◆ Written exercise
Copy the records from the line with "In this picture, where can the ceiling" through the line with "point(243, 102)", requests included, and shift every answer coordinate by adding 149 to it. Leave the numbers in the requests and their format samples as they are.

[Stored items from a collection]
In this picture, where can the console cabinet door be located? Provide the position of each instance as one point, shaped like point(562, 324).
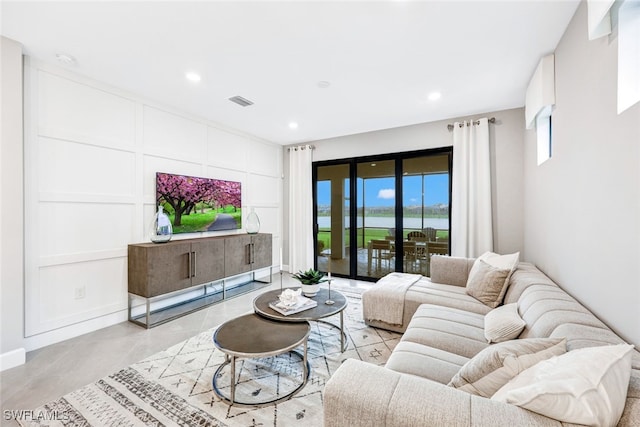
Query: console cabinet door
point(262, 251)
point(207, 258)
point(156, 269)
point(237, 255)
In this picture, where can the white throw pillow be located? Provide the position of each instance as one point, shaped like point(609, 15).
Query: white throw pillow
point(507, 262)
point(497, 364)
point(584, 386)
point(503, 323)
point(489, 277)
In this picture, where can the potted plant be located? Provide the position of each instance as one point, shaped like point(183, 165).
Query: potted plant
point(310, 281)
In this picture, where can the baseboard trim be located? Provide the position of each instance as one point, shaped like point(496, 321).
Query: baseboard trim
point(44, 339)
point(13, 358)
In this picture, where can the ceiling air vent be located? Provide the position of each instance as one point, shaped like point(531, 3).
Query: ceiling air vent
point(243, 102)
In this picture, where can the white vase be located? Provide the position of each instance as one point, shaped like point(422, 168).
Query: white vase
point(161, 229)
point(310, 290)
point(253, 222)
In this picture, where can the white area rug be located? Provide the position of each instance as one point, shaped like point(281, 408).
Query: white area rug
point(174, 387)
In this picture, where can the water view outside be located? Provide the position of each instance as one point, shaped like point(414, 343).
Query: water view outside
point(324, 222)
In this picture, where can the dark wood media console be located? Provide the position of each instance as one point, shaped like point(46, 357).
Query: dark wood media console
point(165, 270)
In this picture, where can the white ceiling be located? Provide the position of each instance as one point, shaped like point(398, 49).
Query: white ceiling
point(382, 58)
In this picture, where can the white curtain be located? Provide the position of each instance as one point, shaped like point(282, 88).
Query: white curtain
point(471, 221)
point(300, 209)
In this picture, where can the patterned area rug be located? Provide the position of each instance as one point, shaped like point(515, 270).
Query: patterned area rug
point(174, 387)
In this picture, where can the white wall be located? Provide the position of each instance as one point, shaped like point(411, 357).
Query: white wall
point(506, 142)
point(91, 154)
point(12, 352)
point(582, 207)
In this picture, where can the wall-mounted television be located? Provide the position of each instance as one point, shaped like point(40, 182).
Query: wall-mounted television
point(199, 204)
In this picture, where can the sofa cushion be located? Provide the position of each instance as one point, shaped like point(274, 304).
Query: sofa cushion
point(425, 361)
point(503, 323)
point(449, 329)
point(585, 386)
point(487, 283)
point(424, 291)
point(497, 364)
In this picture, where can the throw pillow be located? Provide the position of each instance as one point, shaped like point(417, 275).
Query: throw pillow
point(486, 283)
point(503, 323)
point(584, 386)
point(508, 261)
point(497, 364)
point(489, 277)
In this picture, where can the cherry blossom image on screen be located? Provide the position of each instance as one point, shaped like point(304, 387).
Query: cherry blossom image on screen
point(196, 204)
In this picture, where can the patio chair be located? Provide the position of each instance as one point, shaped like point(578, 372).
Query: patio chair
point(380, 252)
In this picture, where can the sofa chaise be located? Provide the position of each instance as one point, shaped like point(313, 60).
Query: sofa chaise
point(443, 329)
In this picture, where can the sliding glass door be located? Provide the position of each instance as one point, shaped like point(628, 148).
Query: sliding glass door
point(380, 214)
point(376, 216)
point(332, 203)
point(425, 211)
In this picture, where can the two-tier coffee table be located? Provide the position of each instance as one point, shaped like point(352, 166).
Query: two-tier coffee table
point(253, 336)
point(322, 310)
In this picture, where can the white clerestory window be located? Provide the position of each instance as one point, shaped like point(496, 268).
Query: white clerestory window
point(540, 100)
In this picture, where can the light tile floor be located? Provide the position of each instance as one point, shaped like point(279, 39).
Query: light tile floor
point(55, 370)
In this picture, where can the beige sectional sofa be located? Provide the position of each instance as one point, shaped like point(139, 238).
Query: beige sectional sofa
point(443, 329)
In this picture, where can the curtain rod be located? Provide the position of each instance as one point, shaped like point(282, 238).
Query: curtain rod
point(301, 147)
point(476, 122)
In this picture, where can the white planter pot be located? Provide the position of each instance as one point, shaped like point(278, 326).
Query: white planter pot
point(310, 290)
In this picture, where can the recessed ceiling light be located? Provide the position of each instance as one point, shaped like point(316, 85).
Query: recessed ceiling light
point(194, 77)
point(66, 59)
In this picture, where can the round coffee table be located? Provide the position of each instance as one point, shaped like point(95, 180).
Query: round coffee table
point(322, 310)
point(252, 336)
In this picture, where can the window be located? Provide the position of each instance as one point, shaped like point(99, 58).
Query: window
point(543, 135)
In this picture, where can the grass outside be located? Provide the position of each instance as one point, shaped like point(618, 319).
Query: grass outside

◆ Complete response
In this picture, where can the ceiling air vent be located? Provide the position of each instance as one point, shaped like point(531, 3).
Query: ceiling air vent
point(392, 251)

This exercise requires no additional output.